# TO DO:
Collect every line in the rows below that contains the string "blue", matching its case exactly.

# MATERIAL PROVIDED:
────────────────────────────────────────
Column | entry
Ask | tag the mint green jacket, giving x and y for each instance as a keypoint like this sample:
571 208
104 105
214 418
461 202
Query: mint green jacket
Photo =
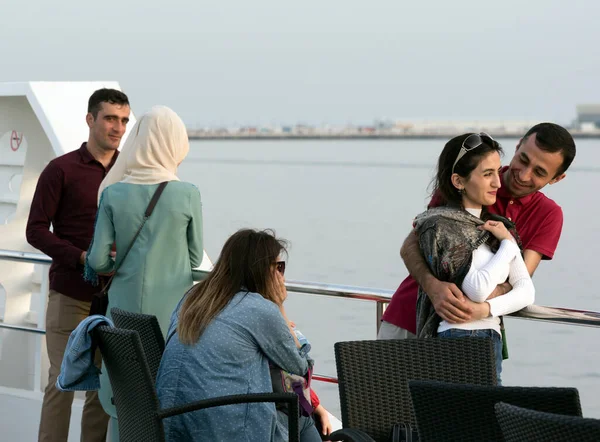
157 272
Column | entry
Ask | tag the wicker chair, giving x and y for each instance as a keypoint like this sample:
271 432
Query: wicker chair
454 412
151 336
140 418
373 380
524 425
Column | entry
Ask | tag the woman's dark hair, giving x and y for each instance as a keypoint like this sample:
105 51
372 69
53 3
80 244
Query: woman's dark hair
245 263
442 183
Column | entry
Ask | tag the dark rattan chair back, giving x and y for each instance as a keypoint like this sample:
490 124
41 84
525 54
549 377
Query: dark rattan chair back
373 376
454 412
133 386
148 328
134 394
524 425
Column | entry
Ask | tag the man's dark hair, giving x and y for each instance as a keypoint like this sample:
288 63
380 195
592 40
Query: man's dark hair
553 138
111 96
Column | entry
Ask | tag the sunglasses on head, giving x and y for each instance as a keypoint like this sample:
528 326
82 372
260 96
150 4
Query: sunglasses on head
280 265
471 142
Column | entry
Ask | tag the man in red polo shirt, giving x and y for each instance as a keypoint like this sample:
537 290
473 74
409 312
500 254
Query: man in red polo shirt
542 157
66 197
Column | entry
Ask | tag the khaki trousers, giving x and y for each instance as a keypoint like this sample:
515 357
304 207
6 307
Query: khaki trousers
62 317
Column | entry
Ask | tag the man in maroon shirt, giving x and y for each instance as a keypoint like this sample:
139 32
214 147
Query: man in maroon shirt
542 157
66 197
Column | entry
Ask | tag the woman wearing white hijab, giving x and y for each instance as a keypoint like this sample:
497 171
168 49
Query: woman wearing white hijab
157 272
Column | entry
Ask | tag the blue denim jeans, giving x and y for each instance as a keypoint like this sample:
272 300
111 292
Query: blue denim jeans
486 333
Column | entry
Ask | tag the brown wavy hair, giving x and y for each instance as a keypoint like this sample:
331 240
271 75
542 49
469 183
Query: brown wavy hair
245 263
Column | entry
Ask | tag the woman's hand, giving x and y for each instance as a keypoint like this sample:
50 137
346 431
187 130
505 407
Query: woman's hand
498 229
323 416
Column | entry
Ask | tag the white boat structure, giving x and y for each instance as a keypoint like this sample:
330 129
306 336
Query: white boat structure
40 121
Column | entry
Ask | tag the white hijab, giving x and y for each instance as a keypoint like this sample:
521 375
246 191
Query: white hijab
156 145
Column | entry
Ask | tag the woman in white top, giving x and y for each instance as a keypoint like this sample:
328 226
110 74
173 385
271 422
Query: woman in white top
465 244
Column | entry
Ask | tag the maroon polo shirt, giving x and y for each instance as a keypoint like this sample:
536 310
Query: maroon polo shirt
66 197
539 222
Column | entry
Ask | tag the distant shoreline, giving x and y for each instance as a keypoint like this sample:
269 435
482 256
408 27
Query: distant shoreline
370 136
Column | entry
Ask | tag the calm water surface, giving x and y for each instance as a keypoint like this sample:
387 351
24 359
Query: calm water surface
346 207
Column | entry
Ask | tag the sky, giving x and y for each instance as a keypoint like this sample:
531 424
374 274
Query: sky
268 62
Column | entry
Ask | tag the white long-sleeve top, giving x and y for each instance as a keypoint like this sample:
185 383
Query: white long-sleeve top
486 272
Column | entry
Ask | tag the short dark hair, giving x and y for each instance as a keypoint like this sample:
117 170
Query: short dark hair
442 183
105 95
553 138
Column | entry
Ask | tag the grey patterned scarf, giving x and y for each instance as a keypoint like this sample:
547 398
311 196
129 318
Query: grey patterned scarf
447 238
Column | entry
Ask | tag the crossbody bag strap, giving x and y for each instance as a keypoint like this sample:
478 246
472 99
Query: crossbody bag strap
149 210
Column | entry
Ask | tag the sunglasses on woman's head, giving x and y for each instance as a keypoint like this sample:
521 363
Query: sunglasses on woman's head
470 143
280 267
────────────────────────────────────────
# ANSWER:
Ask | tag the blue denim jeans, giving x and y for each instance as a keypoint like this sample:
Query: blue denim jeans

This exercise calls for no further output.